#### Material for this exercise
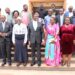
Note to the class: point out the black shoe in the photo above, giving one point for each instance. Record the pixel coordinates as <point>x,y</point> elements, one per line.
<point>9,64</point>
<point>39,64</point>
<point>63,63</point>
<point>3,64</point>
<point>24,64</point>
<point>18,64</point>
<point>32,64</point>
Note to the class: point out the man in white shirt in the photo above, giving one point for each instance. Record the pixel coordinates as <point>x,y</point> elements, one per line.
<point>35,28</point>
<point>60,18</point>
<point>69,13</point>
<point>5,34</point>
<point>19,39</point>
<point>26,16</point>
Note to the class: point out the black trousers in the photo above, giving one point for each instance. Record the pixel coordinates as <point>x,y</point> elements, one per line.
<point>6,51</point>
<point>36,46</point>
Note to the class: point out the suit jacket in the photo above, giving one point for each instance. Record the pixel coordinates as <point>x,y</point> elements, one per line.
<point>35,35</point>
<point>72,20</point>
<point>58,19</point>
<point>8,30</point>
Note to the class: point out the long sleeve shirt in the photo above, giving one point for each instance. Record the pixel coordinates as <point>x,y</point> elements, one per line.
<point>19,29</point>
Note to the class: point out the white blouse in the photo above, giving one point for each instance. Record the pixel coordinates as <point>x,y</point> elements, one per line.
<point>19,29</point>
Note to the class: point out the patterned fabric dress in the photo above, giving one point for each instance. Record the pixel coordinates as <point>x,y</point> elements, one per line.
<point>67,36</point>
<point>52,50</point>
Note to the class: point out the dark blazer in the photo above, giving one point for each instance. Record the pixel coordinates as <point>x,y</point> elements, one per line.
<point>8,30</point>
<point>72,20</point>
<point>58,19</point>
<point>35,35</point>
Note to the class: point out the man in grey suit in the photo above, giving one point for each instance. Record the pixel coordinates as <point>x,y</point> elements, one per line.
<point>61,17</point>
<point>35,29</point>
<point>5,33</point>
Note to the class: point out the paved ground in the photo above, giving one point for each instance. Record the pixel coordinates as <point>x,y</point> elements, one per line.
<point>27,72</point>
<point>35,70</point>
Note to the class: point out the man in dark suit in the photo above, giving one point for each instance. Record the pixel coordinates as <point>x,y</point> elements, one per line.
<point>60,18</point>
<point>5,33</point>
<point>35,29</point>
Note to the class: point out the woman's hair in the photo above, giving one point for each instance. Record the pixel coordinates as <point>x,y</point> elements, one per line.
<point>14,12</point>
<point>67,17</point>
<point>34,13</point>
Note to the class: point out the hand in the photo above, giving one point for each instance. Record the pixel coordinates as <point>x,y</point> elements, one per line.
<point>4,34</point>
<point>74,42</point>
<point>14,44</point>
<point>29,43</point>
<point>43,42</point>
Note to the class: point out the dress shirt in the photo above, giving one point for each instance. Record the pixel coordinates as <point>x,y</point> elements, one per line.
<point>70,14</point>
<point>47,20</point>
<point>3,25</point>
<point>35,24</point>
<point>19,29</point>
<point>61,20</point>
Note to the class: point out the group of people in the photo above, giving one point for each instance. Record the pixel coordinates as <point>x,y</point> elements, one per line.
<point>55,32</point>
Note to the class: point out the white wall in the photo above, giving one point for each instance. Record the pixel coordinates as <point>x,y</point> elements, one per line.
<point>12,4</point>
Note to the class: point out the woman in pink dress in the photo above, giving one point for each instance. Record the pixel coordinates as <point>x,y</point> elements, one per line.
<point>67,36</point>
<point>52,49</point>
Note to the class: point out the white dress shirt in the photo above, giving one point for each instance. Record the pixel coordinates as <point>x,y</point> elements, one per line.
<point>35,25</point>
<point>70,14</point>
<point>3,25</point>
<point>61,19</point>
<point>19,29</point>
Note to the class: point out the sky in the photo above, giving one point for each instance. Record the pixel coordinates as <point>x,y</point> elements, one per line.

#### What you need to do
Return all of the data above word for word, leaving out the pictures.

#### Task answer
Note to the class: point out the black shoe in the photo above, giving one point for each instance. Record the pixel coordinates as <point>x,y</point> elements, one per line.
<point>9,64</point>
<point>39,64</point>
<point>63,63</point>
<point>3,64</point>
<point>24,64</point>
<point>18,64</point>
<point>32,64</point>
Note to the class: point out the man in white shirt in the photo above, giving one point for each instance. Record the pixel coordinates as <point>x,y</point> elements, one per line.
<point>35,28</point>
<point>60,18</point>
<point>69,13</point>
<point>5,34</point>
<point>19,39</point>
<point>26,16</point>
Note to the class: point out the black trousers in the photo above, giving one point for each instance. Record the pixel coordinates as <point>x,y</point> elements, one per line.
<point>6,51</point>
<point>36,46</point>
Note to the class: point out the suit jacket in the photo above, giving one point for each instance. Record the pixel coordinates as <point>x,y</point> elements, one per line.
<point>35,35</point>
<point>72,20</point>
<point>58,19</point>
<point>8,30</point>
Note to the class: point out the long sleeve shirt in the photo above, giving one point for each instance. Record the pixel coordinates as <point>x,y</point> elements, one per line.
<point>19,29</point>
Note to the class: point out the white blouse in the photo above, giving one point for each instance. Record the pixel coordinates as <point>x,y</point> elements, one per line.
<point>19,29</point>
Note to the class: point out the patterned fabric dress in the photo above, giving one point for each instance. Record the pixel coordinates as <point>x,y</point> elements, one per line.
<point>67,36</point>
<point>52,50</point>
Note to the class: point out the dark blazer in the photo above, giving one point for each instance. Record the pixel coordinates as <point>x,y</point> elements, one per line.
<point>8,30</point>
<point>72,20</point>
<point>58,19</point>
<point>35,35</point>
Note to the class: point out the man in grey suit in the photo above, giving one point for each instance. Record the pixel coordinates as <point>x,y</point> elements, one per line.
<point>61,17</point>
<point>35,29</point>
<point>5,33</point>
Note to the class: point out the paved ground in the photo above, giving one point for each instance. Record the pixel coordinates as <point>x,y</point> elements, one per line.
<point>27,72</point>
<point>35,70</point>
Note to the class: point out the man in dark suit in the photo above, giving one point for each instance. Record the pixel coordinates as <point>x,y</point> elements, one per line.
<point>60,18</point>
<point>5,33</point>
<point>35,29</point>
Note to the class: point out the woman's hair in the photo above, giving one point for each instance. Record the pixel coordinates as <point>x,y</point> elements, one per line.
<point>14,12</point>
<point>67,17</point>
<point>34,13</point>
Note to the class: point out the hand in the photo above, giving one point for each instance. Record the pixel coordinates as <point>x,y</point> elements, one per line.
<point>4,34</point>
<point>74,42</point>
<point>14,44</point>
<point>29,43</point>
<point>43,42</point>
Note to the class: point out the dress shirt in the photo above, giving one point for each instance. Record the pixel coordinates as <point>x,y</point> elements, one per line.
<point>70,14</point>
<point>47,20</point>
<point>3,25</point>
<point>35,24</point>
<point>19,29</point>
<point>61,20</point>
Note to the class: point out the group of people in the photo above, giving one point for each instance. Record the pixel coordinates as <point>x,y</point> elements, one per line.
<point>55,32</point>
Note to the class: point out the white wall in the photo above, giving one point for each instance. Record the pixel coordinates as <point>x,y</point> elements, one per line.
<point>12,4</point>
Note to the class: point out the woman in pink dress in the photo above, giving one point for each instance. Record the pixel coordinates as <point>x,y</point> elements, one per line.
<point>67,36</point>
<point>52,49</point>
Note to the class: point out the white dress shirt in the photo above, giving one point for each instance. Record the pixel coordinates as <point>x,y</point> elements, one per line.
<point>35,25</point>
<point>70,14</point>
<point>3,25</point>
<point>61,19</point>
<point>19,29</point>
Note to the class: point out the sky in the photo above, giving one point for each instance. Record the pixel coordinates as <point>x,y</point> elements, one per line.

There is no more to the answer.